**Assignment**
Wherever the string "target" turns up in the data, copy the whole line.

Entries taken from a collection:
++++++

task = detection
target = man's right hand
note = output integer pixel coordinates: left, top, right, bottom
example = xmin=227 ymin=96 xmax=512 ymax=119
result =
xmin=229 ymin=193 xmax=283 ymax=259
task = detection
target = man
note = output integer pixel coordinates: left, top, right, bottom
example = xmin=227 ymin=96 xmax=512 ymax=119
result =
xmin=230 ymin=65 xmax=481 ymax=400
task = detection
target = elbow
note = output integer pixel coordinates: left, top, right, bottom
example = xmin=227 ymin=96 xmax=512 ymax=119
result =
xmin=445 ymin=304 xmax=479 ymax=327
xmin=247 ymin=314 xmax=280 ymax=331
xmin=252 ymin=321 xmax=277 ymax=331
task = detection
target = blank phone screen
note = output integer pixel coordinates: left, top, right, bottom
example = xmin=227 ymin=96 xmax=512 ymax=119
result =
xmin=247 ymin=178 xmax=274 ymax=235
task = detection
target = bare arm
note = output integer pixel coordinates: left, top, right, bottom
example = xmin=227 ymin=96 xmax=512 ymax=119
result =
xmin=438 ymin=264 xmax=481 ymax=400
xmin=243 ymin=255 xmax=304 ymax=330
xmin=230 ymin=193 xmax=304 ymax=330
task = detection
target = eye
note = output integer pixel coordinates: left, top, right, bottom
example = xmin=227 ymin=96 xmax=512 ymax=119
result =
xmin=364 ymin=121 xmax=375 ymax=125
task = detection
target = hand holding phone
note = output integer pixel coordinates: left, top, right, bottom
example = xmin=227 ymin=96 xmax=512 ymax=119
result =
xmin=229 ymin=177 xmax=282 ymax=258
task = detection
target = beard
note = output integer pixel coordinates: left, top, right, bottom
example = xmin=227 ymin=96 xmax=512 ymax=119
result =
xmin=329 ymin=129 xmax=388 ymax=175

++++++

**Task answer**
target = man's right hand
target = man
target = elbow
target = blank phone screen
target = bare arm
target = eye
target = hand holding phone
target = beard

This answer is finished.